SOURCE =
-*-*-
Machining centers, unlike other CNC machines, combine many functions. The reason for using the term “center” is attributed to the fact that it encompasses many features in one place. A Machining Center can be horizontal, vertical, and universal type. Because of Computer-controlled tools in a Machining Center, unlike other standard CNC machines, complete much more complex operations without reflecting complexity to the CNC operator. These CNC machines are generally famous for being more robust, rigid, and efficient than other machines. At the same time, they are more expensive due to the advanced functions they provide. Machining centers provide advanced Automatic Tool Changers, Automatic Pallet Changers, chips, and coolant management.

This article explains everything you need to know about Machining centers. We will deep-dive into types of machining centers, their features, what makes them a good choice over others, why they are different than other CNC machines, etc.

What is a Machining Center?

A Machining Center is a convenient CNC machine with the ability to perform many standard and advanced machining operations such as hole drilling, milling, boring, and tapping. It is an all-in-one solution, along with the feature of tool and pallet changing functions.

How Does a Machining Center Work?

Machining Centers work using computerized control systems, just like other CNC machines. They have servo motors working alongside drivers, and there’s also a PLC (programming logic controller) included. The PLC manages various tasks in the system, such as changing tools, swapping pallets, controlling probing cycles, and controlling the chip conveyor. The program, which is in G-Code format, is read by the controller, and it oversees the real-time control of the X, Y, and Z axes.

Types of Machining Centers?

CNC Machining Centers are best known for 3 types of machines. They are generally named by the position of the spindle. They are Horizontal Machining Center, Vertical Machining Center–VMC, and UMC.

If you wondering about a comprehensive machine provider list for machining centers you can check the HAAS CNC web page.

Horizontal Machining Center:

Horizontal Machining Centers are large and heavy machines. The term “horizontal” comes from the positioning of the spindle in a horizontal orientation. One of the most important features of this machining center is the ability to automatically change palettes (APC) which are also known as tables. Thanks to work-holding towers called Tomb-Stones, all four sides of a pallet can be machined. Moreover, while the machine is running, a tombstone on the standby pallet is set up for machining new parts. This leads to significant time savings. This machine has a very large cutting tool storage capacity in Automatic Tool Changer (ATC). Pockets in tool magazines can vary between 10 to 150 tools.

Another well-known feature is its ability to perform deep-hole boring operations quite easily due to its horizontal spindle orientation. By adding extensions to the end of the horizontal spindle, it becomes convenient to reach the deep features of the workpiece. It has a very wide range of boring bars and holders. Since the workpiece and spindle are positioned horizontally, the chips produced during cutting easily fall onto the chip conveyor due to the force of gravity. This enables the maximization of the material removal rate(MMR). It is often used by automotive part manufacturers, the aerospace industry, and the steel construction industry. Its structural design is inspired by the conventional Horizontal Boring Machines. CNC machine`s coordinate systems and motion axes are X, and Y, Z.
-*-*-
EXERCISE A =
Format every row below as a two-column CSV with the headers input and output. Give one line per row, with its text under input and its answer under output, each in a single quoted field with line breaks turned into spaces, and leave the pictures out.
The machining centers passage has no connection to the rows that come next.
-*-*-
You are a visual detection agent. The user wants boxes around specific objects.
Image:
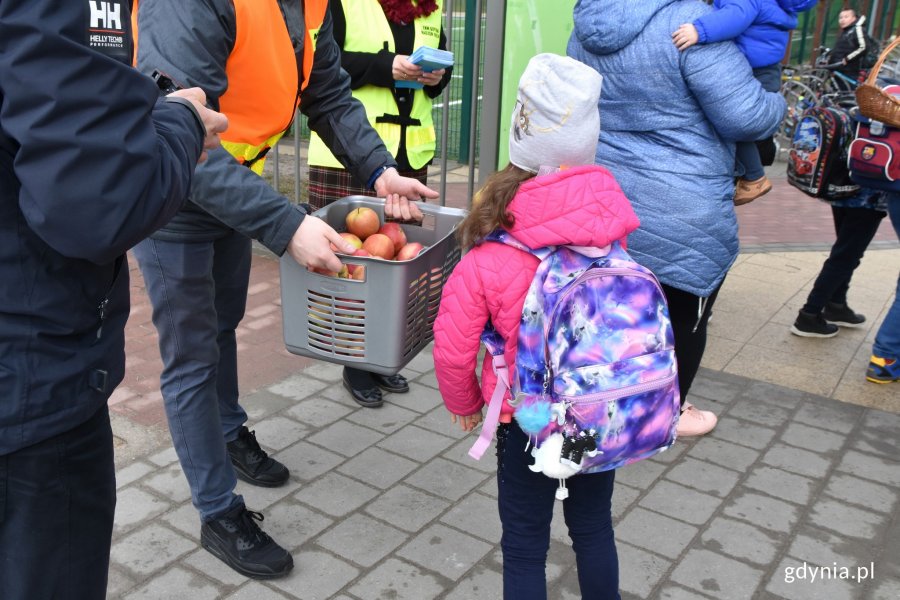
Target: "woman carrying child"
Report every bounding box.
[434,54,638,600]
-*-*-
EXERCISE B =
In the machining centers passage, how many tools can the pockets in a Horizontal Machining Center's tool magazines hold?

EXERCISE RESULT A =
input,output
"You are a visual detection agent. The user wants boxes around specific objects. Image: Target: ""woman carrying child"" Report every bounding box.","[434,54,638,600]"

EXERCISE RESULT B =
Between 10 and 150 tools.